TASK BRIEF: Lines before the one containing "Locate the white" are to be left out; reproduce that line and all the rest of the entries exactly.

--- MATERIAL TO PROCESS Enclosed Below ---

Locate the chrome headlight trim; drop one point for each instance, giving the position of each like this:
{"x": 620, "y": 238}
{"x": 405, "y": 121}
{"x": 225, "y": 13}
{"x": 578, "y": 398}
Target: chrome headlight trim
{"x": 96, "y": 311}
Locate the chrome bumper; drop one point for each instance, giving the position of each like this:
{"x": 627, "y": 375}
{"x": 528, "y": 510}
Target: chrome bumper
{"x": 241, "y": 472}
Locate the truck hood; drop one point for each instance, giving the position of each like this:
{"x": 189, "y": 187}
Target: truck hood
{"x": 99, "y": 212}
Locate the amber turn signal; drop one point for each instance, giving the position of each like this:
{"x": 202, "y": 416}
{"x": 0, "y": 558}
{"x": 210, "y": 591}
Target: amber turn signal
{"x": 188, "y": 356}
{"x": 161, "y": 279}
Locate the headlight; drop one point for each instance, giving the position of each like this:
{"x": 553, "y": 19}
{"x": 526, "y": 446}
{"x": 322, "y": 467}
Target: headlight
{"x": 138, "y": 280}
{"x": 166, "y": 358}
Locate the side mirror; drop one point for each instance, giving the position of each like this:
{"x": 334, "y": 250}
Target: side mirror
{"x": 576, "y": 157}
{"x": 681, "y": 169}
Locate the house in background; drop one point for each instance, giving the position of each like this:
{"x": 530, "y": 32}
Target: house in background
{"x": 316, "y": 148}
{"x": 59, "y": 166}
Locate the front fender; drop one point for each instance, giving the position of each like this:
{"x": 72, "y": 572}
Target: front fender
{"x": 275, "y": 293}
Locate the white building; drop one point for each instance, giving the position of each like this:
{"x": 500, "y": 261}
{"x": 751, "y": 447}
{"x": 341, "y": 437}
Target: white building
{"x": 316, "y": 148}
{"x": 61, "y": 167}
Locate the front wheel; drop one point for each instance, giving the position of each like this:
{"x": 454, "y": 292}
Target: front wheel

--- End of Enclosed MATERIAL TO PROCESS ---

SOLUTION TO THIS PROBLEM:
Locate the white building; drop one point for each instance, giving the position of each like this:
{"x": 500, "y": 261}
{"x": 751, "y": 447}
{"x": 341, "y": 437}
Target: white building
{"x": 316, "y": 148}
{"x": 61, "y": 167}
Locate the front wheel; drop one point for each instance, giving the position of each like this:
{"x": 454, "y": 292}
Target: front wheel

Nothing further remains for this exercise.